What to do: Write out only the tail of the records, beginning at the line containing "Where can you see the white truck" and including the last line, exactly as written.

Extracted information:
* * * * * * * * *

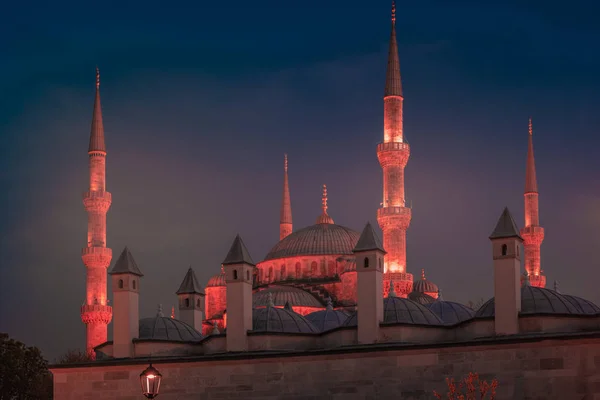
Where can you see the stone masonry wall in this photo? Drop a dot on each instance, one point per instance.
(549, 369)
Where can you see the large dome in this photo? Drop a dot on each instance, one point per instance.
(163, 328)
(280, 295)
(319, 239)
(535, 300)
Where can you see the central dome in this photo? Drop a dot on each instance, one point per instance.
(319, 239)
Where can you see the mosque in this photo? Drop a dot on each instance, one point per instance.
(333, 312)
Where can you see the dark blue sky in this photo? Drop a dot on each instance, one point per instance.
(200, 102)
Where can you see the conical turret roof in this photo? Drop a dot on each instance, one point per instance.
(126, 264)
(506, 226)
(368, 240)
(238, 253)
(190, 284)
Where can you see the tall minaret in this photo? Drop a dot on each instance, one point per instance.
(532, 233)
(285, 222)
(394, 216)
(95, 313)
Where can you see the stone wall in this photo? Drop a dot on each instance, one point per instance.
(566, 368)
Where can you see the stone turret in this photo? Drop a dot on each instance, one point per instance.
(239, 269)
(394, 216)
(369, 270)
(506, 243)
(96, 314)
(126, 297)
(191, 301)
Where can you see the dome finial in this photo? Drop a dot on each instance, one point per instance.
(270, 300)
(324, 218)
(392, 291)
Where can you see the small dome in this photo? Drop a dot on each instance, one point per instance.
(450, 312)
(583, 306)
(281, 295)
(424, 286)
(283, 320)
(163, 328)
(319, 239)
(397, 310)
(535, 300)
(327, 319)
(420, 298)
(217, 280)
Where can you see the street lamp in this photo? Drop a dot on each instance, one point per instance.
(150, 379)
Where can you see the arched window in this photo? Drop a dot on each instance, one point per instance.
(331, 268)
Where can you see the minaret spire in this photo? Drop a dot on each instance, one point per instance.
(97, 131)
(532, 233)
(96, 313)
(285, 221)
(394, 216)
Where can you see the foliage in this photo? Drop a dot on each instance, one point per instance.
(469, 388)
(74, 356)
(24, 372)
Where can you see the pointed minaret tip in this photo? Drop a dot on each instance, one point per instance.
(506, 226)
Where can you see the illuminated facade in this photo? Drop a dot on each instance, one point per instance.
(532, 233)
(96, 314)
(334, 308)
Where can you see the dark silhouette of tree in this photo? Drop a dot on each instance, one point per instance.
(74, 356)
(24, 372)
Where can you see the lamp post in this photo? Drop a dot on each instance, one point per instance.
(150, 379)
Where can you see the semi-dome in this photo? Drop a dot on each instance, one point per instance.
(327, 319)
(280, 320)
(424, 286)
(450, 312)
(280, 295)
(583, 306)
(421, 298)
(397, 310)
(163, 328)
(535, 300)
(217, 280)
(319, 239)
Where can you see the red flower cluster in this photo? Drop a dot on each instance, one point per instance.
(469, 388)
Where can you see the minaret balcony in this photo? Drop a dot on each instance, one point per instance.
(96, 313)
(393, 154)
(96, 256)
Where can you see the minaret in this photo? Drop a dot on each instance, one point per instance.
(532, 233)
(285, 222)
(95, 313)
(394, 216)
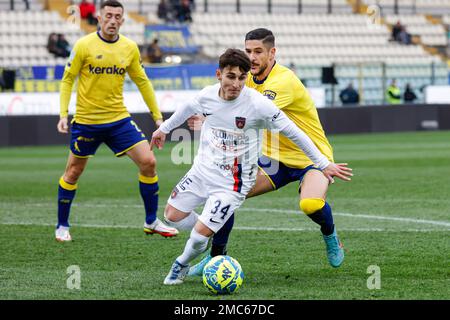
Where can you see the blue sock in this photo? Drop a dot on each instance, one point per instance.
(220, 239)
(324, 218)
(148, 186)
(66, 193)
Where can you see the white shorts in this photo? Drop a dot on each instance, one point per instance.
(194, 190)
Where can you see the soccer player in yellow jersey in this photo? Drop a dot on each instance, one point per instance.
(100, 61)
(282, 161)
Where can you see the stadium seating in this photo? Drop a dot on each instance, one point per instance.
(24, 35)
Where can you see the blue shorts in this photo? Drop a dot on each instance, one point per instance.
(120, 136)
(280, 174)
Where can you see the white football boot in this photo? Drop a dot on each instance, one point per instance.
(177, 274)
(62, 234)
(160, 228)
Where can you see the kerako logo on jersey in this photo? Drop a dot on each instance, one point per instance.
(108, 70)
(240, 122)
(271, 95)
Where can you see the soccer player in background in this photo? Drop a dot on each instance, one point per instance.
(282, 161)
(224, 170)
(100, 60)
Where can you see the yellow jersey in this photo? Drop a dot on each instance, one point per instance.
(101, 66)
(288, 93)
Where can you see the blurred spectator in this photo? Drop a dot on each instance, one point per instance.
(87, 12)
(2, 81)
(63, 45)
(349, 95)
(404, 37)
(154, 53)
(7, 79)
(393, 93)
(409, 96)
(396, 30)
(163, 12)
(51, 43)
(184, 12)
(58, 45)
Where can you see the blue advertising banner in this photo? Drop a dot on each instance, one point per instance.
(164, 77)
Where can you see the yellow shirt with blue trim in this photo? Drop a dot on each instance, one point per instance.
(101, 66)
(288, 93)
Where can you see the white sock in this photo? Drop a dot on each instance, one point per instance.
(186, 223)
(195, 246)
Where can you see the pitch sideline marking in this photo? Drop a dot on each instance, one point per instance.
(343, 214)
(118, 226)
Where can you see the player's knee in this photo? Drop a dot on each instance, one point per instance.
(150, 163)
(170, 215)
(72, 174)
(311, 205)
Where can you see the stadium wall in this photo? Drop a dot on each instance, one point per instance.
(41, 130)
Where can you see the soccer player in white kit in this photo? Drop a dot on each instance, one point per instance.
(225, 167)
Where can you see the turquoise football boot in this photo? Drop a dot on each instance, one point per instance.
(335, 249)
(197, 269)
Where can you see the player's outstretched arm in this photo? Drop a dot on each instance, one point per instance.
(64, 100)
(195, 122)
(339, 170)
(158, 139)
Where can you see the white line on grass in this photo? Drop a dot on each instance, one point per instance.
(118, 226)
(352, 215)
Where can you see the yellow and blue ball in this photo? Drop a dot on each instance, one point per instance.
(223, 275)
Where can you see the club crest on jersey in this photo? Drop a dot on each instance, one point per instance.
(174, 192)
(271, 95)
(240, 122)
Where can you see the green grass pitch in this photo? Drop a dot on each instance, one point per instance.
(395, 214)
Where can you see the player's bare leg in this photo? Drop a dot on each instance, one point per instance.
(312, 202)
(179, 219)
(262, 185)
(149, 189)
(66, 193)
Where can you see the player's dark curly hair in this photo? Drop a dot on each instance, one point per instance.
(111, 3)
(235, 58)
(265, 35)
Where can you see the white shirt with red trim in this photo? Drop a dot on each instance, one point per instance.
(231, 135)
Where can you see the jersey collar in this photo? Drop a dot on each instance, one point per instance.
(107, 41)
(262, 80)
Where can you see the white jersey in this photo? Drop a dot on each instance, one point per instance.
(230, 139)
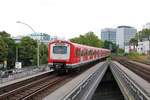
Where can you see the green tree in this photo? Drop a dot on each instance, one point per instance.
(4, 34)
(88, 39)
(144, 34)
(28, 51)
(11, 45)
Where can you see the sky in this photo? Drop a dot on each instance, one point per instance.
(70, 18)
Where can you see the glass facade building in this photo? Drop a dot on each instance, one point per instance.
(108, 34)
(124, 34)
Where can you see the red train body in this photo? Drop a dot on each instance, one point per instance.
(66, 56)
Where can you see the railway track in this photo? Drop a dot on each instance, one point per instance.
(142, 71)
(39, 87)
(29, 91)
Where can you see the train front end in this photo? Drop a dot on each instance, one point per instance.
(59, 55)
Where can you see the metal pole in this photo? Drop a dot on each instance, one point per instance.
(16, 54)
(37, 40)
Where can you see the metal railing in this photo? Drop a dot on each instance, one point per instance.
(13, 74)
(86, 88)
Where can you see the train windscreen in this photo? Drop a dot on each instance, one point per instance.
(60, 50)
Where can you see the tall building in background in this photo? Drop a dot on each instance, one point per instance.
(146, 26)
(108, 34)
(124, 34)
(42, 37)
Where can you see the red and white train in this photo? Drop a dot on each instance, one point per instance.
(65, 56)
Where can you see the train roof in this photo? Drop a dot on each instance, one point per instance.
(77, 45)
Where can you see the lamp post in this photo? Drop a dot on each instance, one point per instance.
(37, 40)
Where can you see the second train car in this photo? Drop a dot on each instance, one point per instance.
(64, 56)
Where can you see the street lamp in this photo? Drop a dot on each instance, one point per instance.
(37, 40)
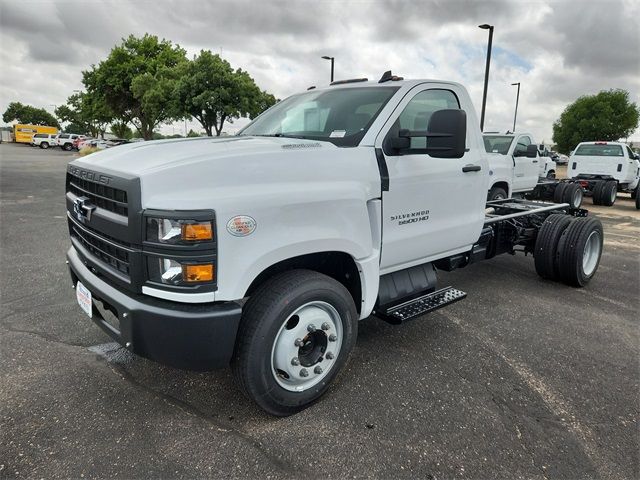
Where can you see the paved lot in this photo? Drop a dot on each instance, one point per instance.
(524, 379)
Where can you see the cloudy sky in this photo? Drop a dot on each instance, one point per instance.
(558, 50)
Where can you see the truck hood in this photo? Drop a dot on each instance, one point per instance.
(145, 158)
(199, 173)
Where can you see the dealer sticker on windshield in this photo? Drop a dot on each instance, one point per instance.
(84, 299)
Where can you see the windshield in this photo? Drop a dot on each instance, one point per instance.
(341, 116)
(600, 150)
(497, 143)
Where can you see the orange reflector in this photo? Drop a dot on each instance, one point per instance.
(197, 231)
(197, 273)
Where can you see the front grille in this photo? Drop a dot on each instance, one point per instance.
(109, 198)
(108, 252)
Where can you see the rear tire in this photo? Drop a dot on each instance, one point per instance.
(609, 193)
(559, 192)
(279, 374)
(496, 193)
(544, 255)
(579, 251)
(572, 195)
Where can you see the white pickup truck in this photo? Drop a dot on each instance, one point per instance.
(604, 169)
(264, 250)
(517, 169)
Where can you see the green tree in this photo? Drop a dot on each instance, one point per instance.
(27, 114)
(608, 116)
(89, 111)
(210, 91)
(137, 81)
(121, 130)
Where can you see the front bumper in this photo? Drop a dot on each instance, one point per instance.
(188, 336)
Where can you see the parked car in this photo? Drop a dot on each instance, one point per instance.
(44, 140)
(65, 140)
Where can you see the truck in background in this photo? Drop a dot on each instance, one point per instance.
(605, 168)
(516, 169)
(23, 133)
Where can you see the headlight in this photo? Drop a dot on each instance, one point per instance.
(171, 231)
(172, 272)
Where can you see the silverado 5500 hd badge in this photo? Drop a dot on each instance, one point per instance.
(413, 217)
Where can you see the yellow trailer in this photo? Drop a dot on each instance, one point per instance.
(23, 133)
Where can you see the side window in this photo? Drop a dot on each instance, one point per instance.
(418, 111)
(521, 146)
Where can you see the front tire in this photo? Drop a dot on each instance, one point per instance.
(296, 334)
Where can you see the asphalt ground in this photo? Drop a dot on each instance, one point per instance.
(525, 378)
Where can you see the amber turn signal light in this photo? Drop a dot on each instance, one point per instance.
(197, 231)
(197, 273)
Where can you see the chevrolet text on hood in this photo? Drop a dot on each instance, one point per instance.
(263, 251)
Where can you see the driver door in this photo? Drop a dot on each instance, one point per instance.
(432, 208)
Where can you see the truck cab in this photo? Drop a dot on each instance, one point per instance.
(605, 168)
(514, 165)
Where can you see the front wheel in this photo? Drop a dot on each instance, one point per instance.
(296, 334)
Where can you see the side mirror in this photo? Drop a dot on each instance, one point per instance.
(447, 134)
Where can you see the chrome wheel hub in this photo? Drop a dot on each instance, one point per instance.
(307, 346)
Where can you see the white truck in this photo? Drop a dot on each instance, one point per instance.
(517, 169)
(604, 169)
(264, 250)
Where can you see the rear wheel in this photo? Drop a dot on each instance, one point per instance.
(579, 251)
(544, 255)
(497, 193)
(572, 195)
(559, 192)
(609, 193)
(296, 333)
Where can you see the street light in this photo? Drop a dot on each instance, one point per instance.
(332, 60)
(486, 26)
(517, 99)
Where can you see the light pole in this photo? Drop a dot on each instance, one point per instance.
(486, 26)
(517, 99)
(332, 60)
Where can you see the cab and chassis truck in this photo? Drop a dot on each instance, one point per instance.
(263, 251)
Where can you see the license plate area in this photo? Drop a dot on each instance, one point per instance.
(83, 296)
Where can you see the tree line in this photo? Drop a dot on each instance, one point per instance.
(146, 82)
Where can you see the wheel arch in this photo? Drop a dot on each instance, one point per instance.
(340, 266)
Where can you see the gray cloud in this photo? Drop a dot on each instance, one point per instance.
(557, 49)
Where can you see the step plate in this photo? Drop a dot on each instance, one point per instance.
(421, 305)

* * * * * * * * *

Full solution:
Where can you see the white truck in this photo? Drop a dot on each instance, one point per instance.
(517, 169)
(604, 169)
(264, 250)
Where can you see the rear wheel in this photo? Drop a dot on each instance, one point per instance.
(579, 251)
(544, 255)
(497, 193)
(572, 195)
(559, 192)
(609, 193)
(296, 333)
Where can you see the street light in this photo? Drop a dot on each instance, one point per instance.
(332, 60)
(486, 26)
(517, 99)
Where can you see the light pole in this photo? Drop a dot on each instance, one point per instance.
(486, 26)
(517, 99)
(332, 60)
Where can you see the cab and chassis truck in this photo? Drop a dot on each instance, one point per instance.
(263, 251)
Where can you see the license plate area in this photo? Drop a dot on each instance, one point per instance.
(83, 296)
Where can you see the tree line in this photo? Drop a dot on each instance, one point per instance.
(146, 82)
Where can you see the wheel arch in this photo? Drop a dot on each instance, one point per instance.
(340, 266)
Where can you see the gray cloud in this photo? Drop a dot on each instance, one point per instance.
(557, 49)
Where can you see the step plate in this photo? Drop a dot on each instance, one point per instance.
(421, 305)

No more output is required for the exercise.